WHAT THIS TASK INVOLVES
Select each line in the items below that contains the string "headlight", and copy those lines out. Matching is case-sensitive.

Dataset items on object locations:

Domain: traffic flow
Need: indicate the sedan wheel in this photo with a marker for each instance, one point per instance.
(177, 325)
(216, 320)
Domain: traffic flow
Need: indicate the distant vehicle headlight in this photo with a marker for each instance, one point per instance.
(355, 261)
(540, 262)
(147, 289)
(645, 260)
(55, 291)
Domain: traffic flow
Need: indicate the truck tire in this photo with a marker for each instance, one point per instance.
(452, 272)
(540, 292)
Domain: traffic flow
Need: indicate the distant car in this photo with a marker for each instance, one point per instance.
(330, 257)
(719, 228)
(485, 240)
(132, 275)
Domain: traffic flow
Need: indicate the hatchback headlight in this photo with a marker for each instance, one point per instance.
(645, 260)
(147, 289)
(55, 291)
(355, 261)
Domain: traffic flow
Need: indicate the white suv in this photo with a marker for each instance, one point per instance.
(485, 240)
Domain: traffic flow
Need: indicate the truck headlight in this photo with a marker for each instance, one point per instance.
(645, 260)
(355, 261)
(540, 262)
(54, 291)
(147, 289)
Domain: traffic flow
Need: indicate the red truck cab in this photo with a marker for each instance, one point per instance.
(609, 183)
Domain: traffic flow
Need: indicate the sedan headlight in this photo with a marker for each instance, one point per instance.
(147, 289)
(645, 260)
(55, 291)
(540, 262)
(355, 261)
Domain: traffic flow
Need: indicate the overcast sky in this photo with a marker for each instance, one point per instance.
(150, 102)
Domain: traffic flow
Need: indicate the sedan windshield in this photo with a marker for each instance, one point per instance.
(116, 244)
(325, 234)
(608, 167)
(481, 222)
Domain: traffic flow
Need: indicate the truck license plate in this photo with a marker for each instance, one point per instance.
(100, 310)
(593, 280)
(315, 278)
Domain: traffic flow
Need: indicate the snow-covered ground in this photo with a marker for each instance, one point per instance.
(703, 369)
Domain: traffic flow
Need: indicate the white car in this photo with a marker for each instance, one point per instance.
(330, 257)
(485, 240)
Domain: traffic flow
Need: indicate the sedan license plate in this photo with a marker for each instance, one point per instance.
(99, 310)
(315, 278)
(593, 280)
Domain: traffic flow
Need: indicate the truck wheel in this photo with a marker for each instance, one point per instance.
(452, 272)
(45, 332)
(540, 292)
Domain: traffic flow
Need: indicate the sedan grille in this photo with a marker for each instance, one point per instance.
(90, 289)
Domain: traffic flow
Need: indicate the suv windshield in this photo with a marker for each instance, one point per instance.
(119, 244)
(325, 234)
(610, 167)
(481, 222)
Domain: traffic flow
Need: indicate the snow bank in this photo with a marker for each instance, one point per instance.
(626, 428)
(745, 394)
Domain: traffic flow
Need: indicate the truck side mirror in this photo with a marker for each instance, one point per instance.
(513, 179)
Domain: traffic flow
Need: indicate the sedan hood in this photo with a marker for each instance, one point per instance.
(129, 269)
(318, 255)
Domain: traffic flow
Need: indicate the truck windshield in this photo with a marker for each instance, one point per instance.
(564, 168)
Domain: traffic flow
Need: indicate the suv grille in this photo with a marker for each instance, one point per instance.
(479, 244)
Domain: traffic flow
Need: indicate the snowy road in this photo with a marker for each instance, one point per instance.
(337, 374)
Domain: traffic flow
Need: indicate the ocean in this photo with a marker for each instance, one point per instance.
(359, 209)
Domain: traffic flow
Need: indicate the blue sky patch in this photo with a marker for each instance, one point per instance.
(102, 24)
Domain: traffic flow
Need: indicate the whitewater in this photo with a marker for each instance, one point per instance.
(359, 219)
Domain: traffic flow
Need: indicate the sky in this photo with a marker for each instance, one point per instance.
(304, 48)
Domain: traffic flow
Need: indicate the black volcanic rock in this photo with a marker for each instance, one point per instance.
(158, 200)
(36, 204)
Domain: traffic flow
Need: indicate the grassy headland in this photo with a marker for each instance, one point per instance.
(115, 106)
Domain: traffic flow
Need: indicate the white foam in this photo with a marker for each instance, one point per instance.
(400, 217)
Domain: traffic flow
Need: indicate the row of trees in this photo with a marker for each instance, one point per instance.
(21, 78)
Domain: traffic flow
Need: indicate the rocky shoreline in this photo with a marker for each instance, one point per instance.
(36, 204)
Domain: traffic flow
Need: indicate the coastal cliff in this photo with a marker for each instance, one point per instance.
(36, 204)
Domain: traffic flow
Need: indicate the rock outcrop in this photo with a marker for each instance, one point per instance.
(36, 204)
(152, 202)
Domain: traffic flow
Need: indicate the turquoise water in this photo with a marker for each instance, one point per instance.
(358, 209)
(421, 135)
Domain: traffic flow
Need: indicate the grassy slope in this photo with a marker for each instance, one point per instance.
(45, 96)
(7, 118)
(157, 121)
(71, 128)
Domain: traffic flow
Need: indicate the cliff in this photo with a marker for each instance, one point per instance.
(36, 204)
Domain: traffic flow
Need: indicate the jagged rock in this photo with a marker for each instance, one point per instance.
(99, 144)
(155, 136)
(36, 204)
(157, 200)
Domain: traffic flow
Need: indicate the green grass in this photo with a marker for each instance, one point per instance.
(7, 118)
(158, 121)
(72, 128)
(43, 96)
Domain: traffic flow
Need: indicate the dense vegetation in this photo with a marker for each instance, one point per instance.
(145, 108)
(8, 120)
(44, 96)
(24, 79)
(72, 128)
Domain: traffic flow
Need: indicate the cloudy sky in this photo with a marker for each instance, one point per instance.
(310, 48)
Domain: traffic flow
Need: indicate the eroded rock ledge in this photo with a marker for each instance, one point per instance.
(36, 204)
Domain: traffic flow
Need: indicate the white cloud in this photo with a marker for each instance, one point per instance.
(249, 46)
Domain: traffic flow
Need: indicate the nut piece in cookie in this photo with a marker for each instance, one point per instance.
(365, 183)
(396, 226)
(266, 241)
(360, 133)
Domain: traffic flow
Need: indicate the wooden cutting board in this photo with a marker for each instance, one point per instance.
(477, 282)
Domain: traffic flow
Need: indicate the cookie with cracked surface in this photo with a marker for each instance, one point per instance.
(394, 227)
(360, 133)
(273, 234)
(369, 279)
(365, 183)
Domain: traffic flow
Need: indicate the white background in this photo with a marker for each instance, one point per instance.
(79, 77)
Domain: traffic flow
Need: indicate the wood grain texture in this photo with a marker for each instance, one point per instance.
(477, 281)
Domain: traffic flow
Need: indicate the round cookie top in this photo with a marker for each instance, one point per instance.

EXERCISE SOLUTION
Need: indicate the distant vehicle headlight in this photo with a marker for each instance, one point per instance.
Need: indicate the hatchback headlight in this photo with a marker for each instance, one point per instance.
Need: indicate the truck headlight in this photo with a marker for each instance, one point per instance.
Need: indicate the sedan headlight in this photo with a marker for each instance, one point per instance.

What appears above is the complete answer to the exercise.